# [Text passage]
===============

Among their reports:

— Florida Baptists were providing disaster relief training for Haitian leaders even before the 2010 earthquake devastated the nation. For the island nation that experiences hurricanes, tropical storms and flooding every two to three years, disaster relief preparation became on-the-job training. Ministry directors employed by the Confraternite Missionaire Baptiste d’Haiti were trained in logistics and assessment after a hurricane struck in 2005, said Craig Culbreth, the Florida Baptist Convention’s mission and ministry group catalyst. The leaders organized distribution of beans and rice to hungry families in flooded villages and began storing food in regions to facilitate, which became necessary after a hurricane struck again in 2007.

When the 2010 earthquake hit, Haitian Baptist leaders were able assess and communicate urgent needs to Florida Baptist Disaster Relief, lessening the response time. In the weeks and months following the earthquake, the training was expanded to include pastors and church leaders regionally who were prepared in assessment, spiritual care and logistics. These Haitian Baptist leaders became the backbone of Southern Baptist Disaster Relief efforts in the aftermath of quake, learning how to construct homes, meet spiritual needs and provide transportation of supplies, volunteers and equipment. Since 2010, three DR training sessions have been held.

— Oklahoma Baptists have included disaster relief training as part of a partnership with the Baptist convention in Mexico’s Guerrero state. “They have taken the principles we taught them, and they respond to flooding and hurricanes,” said Sam Porter, disaster relief director for the Baptist General Convention of Oklahoma.

===============

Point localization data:
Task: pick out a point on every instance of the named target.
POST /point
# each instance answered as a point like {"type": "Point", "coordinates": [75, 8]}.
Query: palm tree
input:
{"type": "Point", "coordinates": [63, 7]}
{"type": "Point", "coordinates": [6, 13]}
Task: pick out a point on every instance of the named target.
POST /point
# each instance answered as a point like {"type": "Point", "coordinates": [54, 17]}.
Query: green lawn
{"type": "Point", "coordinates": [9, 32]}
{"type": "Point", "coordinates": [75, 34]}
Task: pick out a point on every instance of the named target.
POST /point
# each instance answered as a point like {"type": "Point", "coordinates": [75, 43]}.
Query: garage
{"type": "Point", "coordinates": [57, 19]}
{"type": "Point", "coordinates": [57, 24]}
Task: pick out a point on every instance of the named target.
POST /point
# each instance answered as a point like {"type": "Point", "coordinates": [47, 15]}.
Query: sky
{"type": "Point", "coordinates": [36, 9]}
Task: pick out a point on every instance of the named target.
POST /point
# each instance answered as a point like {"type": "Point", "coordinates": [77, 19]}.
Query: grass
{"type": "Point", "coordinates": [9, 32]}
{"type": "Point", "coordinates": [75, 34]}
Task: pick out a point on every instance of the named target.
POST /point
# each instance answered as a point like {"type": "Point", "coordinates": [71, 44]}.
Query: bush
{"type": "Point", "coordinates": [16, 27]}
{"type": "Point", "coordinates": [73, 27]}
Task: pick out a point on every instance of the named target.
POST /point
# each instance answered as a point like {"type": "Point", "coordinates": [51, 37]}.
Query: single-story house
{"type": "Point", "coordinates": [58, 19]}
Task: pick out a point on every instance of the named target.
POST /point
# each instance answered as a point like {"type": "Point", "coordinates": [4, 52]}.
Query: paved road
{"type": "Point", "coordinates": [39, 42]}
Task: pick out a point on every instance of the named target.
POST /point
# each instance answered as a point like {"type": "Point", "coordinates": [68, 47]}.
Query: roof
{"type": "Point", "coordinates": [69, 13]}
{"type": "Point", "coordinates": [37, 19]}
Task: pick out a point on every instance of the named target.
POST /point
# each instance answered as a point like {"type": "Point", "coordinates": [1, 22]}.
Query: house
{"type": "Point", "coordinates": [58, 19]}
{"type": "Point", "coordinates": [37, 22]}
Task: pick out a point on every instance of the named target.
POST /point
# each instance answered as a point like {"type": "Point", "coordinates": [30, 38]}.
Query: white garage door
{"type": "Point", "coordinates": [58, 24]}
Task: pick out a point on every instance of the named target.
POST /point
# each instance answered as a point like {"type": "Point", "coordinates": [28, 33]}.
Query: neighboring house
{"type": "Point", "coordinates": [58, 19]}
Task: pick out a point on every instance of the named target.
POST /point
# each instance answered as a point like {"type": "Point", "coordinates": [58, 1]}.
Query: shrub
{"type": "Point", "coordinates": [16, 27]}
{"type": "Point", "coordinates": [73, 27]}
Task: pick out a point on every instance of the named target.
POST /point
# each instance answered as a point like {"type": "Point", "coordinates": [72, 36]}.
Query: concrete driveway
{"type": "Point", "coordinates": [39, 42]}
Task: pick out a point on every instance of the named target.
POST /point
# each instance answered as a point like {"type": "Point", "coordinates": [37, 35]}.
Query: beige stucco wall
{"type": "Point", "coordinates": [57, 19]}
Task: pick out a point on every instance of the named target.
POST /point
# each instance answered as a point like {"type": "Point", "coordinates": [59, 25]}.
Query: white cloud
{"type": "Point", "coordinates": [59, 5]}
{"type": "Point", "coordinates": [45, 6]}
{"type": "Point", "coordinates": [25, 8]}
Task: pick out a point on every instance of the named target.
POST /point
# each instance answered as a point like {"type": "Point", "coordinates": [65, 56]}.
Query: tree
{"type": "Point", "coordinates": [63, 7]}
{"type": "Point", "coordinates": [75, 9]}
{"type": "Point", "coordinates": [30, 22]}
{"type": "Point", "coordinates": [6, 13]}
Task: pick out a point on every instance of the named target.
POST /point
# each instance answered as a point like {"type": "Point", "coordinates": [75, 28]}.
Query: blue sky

===============

# [Exercise tasks]
**1.** According to the text about disaster relief training, in what year did a hurricane lead to Haitian ministry directors being trained in logistics and assessment?
**2.** Name every kind of natural event that the text about disaster relief training says strikes Haiti every two to three years.
**3.** Copy the text about disaster relief training from "When the 2010" up to and including "have been held.".

# [Your responses]
**1.** 2005

**2.** Hurricanes, tropical storms, and flooding.

**3.**
When the 2010 earthquake hit, Haitian Baptist leaders were able assess and communicate urgent needs to Florida Baptist Disaster Relief, lessening the response time. In the weeks and months following the earthquake, the training was expanded to include pastors and church leaders regionally who were prepared in assessment, spiritual care and logistics. These Haitian Baptist leaders became the backbone of Southern Baptist Disaster Relief efforts in the aftermath of quake, learning how to construct homes, meet spiritual needs and provide transportation of supplies, volunteers and equipment. Since 2010, three DR training sessions have been held.